[START Passage provided]

I might be misunderstanding you but if not I think you might be putting the cart before the horse. The key thing here is that you need to design a finetuning dataset that suits your intention. There are two fundamental parts here: what is the INPUT and what is the OUTPUT? If you can give a few examples of the INPUT/OUTPUT pairs you want, I can comment further on how to achieve what you want.

2 Likes

So in the playground, if I put

### Postgres SQL tables, with their properties:
# company_employees_table(id, name, department_id)
###

give me all employees:

the SQL that the model gives back is
SELECT * FROM company_employees_table

which is great as it took into account the schema I provided in the prompt. But if I only have

### Postgres SQL tables, with their properties:
###

give me all employees:

The resulting SQL is
SELECT * FROM employees

Which I guess makes sense, since the model doesn’t have a schema to go off of. However, I don’t want to have to pass the schema in as part of the prompt every time I ask the model to complete a SQL query.

Can I fine tune a model to learn/understand a schema such that I can ask for SQL query completions from that schema without having to provide that schema on every request?

You could… but then you’d have a finetuned model that understands only a single schema. if you’re going to make the investment of time/energy you would be better off designing something that can take input that includes the schema, as well as what you want, and then generate the appropriate query. Basically, I would recommend aiming for a more universal query generator.

Yes, I understand that it would only be good for one specific schema. But that is exactly what I want. So far my fine tuning efforts have not succeeded. Can you give me some suggestions on what the prompt and completion values would need to be to achieve this?

To your point though - I do like that strategy, but wouldn’t it only work for schemas of a certain size as passing in the schema would count towards my token total on every completion request?

[END Passage provided]
[START Stored records]

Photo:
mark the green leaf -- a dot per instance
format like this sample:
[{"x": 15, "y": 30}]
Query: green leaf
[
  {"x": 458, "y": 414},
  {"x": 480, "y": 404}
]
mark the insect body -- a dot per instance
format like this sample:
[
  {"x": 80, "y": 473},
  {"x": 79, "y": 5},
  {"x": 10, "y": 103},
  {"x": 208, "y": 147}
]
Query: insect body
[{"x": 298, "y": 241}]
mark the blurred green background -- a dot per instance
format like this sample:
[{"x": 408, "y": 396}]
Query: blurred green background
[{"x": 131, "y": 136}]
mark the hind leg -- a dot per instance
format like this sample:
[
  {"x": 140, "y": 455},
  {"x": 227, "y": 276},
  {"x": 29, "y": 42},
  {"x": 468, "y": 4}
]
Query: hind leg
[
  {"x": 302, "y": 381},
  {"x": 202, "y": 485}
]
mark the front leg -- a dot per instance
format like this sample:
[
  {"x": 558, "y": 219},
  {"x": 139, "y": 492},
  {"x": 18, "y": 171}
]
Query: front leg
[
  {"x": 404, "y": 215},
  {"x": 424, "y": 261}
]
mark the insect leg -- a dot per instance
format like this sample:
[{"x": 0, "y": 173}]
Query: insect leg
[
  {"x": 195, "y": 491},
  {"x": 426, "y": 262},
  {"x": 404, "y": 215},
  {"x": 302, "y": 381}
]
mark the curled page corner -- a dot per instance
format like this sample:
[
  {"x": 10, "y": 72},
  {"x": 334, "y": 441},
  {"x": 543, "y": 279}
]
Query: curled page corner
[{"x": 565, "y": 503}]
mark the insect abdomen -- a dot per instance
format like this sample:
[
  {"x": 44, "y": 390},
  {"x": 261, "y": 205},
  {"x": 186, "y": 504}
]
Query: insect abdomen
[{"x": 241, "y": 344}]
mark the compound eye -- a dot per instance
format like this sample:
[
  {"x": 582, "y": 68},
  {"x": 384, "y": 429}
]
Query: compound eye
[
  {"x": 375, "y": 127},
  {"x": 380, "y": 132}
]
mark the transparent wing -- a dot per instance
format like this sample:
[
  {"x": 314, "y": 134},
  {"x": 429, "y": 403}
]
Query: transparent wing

[END Stored records]

**Problem statement:** Continue the forum thread about fine-tuning a model to learn a single SQL schema, starting right after its final post.

**The output:**
you would just need hundreds of examples of a natural language query on the prompt side with the output query on the completion side. Here’s how I would format it:

Give me a SQL query that does X, Y, Z 
(natural language as long and complex as you need)

SQL QUERY:

And the completion:

SELECT * FROM * WHERE * [etc etc etc]

That’s really interesting. There’s no way to fine tune the model for memorization?

For example, passing in multiple prompts that ask for a table in the schema and return a table in that schema. Such that the model would then recognize all the tables that belong in the schema. So when I prompt for a SQL query in that schema, the model would know what subset of tables I’m referring to?

That “memorization” would be implicit in the samples you give. They would need to be particular to your environment. However, it’s important to know that finetuning is not reliable in this respect. It is liable to continue confabulating unless you use many thousands of examples of query/SQL pairs that are specific to your environment.

You’d be better off doing prompt chains. First prompt/SQL would be to understand the environment, then pipe that into the next prompt, etc.

Is there a way to save a prompt chain and continue off at that point?

So in this example, I’d do a prompt chain to have the model understand my schema, save that point, and then always ask for a SQL query from that point in the future?

Edit:
@daveshapautomator I might be misunderstanding what you mean by “prompt chains”. Is a prompt chain simply appending the last response and an additional prompt to the last prompt and sending that as the prompt of a new completion request? If so, doesn’t this run into the same issue as sending in the entire schema on every request (too much token usage)?

These links will do more to clarify prompt chaining that I can type quickly :slight_smile:

Thanks for the info - from what I understand, prompt chaining allows the user to break down a larger problem and into a series of smaller problems by using the output of a previous prompt request.

I don’t think it would help in my situation as SQL query generation requires understanding the entirety of a database schema before a single SQL prompt can be asked.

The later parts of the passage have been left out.